** Start RAW DATA **

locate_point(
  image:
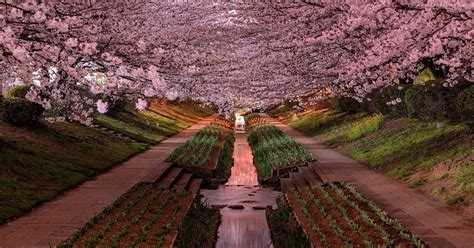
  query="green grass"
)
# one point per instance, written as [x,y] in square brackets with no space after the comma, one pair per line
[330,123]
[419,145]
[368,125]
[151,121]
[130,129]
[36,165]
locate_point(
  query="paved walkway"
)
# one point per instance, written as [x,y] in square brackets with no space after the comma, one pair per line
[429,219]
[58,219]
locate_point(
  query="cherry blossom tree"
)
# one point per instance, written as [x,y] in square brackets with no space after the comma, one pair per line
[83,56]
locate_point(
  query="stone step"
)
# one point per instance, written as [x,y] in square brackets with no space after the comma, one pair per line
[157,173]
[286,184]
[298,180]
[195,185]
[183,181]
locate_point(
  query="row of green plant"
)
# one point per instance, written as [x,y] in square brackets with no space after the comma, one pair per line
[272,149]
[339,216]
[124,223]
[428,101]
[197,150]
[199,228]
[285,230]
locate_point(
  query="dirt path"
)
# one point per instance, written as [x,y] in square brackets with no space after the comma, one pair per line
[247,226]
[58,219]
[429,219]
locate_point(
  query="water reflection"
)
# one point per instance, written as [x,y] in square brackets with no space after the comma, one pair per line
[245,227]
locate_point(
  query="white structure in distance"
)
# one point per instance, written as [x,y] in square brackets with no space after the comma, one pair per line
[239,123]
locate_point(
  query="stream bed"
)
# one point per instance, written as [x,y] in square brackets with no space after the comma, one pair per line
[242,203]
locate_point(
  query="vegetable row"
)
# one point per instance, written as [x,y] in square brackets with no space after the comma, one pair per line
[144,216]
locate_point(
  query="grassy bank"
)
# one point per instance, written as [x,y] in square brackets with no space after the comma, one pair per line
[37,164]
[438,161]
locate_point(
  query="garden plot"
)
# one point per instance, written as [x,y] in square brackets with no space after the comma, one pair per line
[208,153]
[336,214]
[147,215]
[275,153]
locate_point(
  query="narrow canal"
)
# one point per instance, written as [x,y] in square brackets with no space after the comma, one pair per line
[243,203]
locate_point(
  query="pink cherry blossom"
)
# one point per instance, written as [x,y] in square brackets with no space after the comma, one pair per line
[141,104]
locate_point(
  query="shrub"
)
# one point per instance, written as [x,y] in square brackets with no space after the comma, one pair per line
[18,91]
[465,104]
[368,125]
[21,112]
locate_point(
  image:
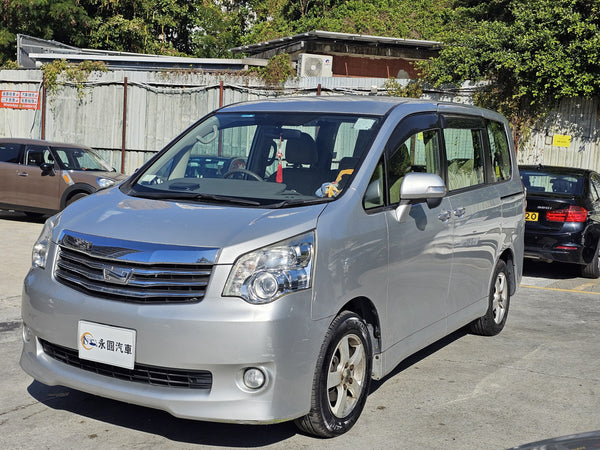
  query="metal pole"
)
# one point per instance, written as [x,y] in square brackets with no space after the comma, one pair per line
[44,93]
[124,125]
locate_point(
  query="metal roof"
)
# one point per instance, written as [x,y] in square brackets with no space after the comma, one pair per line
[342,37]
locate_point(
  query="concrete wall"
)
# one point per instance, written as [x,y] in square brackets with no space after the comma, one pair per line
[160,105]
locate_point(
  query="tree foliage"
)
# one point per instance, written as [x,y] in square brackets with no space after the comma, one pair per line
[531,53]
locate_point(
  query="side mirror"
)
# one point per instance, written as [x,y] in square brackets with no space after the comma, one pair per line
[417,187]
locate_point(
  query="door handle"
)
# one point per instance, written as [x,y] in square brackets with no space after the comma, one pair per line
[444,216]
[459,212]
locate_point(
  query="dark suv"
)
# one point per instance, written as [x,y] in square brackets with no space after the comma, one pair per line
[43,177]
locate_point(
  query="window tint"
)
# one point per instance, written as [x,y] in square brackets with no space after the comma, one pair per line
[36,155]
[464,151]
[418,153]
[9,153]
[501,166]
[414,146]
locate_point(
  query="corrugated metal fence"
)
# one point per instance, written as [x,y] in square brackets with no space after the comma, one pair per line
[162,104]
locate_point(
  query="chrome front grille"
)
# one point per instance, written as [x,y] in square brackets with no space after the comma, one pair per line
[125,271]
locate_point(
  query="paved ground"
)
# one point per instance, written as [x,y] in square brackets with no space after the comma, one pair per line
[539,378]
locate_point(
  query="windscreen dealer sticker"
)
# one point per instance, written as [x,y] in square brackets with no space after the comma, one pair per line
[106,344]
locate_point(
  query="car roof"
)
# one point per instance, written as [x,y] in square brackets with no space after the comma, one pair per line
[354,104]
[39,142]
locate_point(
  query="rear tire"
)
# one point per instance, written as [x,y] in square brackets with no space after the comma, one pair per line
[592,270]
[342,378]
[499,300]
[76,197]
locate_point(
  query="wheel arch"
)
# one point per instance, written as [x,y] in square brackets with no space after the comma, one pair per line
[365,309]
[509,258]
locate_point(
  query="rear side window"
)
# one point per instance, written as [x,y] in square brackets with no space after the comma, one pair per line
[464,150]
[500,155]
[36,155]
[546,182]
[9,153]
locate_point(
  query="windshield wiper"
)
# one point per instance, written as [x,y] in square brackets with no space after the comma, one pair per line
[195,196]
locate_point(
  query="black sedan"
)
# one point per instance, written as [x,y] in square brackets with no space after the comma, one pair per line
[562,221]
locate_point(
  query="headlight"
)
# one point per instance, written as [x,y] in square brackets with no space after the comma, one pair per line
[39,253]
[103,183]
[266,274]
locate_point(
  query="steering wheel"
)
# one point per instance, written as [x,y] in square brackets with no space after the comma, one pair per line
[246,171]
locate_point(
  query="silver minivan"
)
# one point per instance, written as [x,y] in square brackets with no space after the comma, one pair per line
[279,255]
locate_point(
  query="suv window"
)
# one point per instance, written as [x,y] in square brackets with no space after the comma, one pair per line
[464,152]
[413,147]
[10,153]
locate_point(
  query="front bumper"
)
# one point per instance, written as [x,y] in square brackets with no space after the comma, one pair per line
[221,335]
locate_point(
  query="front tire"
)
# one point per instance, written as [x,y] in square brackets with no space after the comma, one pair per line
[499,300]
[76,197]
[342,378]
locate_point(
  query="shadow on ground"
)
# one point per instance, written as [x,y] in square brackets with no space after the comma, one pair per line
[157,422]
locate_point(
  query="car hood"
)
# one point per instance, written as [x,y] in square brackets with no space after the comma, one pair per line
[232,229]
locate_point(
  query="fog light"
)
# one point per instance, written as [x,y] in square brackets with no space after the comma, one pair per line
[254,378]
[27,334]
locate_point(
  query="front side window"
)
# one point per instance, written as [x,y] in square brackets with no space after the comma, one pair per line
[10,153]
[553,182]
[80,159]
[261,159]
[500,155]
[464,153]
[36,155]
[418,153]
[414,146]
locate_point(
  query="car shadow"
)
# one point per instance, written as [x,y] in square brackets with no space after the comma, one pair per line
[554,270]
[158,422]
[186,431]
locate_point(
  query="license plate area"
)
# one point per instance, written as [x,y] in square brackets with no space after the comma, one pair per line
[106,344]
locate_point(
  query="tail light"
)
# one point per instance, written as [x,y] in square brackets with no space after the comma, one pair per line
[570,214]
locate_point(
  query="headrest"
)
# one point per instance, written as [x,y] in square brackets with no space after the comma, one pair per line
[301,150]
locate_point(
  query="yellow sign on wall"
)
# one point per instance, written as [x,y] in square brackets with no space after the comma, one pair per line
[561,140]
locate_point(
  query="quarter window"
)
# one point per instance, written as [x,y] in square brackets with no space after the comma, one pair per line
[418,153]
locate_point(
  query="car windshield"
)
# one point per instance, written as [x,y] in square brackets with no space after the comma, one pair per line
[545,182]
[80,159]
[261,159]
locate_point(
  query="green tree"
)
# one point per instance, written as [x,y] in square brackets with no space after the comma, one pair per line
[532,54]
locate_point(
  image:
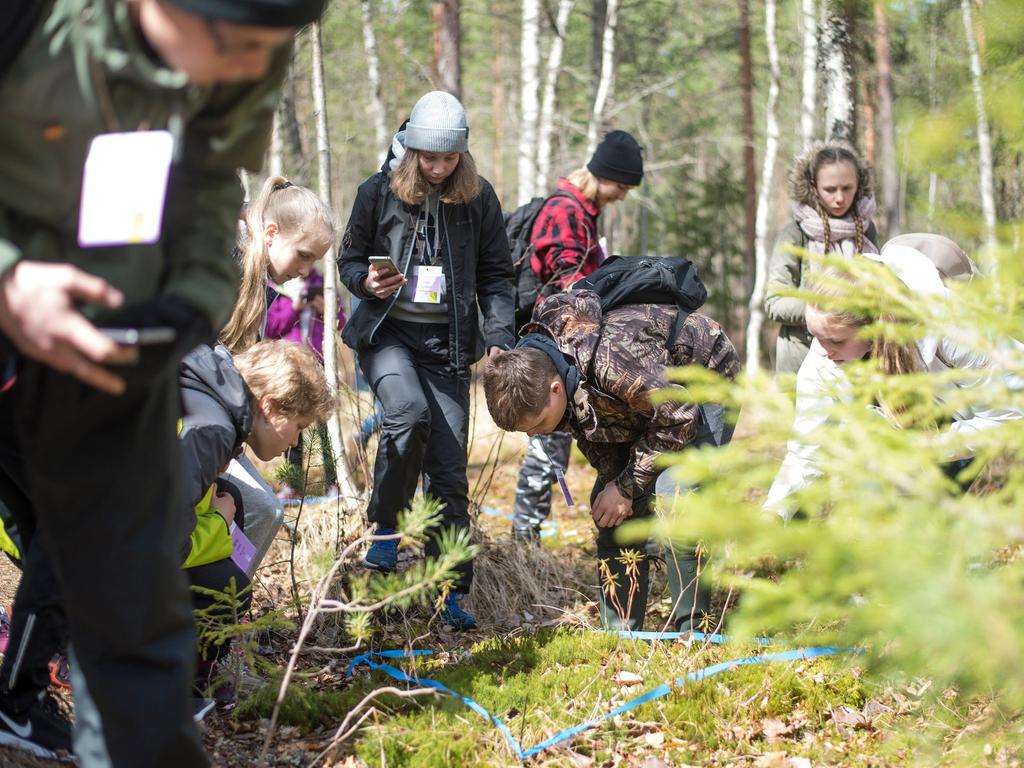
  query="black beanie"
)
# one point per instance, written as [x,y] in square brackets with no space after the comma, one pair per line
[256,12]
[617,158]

** End RAW DATA **
** Start RAW DATA **

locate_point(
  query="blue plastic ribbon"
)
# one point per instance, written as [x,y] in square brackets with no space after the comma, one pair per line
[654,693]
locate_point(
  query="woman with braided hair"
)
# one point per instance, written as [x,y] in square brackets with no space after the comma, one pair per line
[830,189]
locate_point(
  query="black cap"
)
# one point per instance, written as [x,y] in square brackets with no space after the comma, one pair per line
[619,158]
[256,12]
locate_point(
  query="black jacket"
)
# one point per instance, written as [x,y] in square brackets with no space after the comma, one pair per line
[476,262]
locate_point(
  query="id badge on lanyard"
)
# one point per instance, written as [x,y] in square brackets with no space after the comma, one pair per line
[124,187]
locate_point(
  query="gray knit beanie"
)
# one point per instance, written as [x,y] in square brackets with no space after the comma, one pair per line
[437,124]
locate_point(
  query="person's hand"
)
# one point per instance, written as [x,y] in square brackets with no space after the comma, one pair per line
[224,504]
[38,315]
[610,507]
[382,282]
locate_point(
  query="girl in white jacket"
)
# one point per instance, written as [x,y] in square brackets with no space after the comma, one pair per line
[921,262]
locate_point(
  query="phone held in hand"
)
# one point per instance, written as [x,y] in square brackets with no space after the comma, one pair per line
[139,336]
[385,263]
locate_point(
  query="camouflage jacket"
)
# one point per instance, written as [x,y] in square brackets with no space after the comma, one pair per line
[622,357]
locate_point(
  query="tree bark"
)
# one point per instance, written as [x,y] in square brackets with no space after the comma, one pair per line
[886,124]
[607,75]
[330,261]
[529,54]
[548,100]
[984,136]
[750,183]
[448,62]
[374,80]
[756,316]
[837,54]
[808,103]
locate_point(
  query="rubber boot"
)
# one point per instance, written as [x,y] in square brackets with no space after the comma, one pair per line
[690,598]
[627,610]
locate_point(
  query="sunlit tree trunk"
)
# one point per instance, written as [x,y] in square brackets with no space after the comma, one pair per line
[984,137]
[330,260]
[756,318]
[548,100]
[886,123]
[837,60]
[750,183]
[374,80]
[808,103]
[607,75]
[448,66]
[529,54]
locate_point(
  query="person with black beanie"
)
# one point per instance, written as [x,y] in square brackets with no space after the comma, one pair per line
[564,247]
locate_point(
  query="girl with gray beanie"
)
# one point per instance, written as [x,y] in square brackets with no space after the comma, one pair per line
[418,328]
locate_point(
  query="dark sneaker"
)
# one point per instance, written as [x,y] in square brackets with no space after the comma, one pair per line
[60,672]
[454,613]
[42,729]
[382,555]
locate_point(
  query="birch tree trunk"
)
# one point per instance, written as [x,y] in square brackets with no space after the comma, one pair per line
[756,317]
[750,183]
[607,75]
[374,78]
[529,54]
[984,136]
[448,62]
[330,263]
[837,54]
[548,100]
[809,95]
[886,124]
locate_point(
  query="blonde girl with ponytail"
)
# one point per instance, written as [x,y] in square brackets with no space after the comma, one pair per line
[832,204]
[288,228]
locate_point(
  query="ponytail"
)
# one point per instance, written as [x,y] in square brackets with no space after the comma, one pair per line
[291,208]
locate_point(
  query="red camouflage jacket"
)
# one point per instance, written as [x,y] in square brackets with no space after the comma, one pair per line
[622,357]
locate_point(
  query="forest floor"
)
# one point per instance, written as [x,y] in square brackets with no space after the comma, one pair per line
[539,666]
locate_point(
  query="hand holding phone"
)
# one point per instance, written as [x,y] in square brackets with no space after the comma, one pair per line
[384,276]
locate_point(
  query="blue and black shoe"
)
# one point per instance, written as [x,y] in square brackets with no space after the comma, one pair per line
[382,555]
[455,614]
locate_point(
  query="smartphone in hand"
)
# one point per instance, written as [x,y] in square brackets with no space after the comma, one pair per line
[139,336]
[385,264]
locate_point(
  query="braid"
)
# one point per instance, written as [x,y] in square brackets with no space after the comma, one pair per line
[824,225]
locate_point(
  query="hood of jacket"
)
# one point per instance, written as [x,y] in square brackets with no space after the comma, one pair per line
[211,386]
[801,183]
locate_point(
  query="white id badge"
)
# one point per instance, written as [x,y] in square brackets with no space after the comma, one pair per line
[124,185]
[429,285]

** End RAW DATA **

WHAT THE TASK ASKS
Please pick out each line in the data above that contains the string "wheel" and copy those lines in full.

EXERCISE RESPONSE
  query="wheel arch"
  query="steering wheel"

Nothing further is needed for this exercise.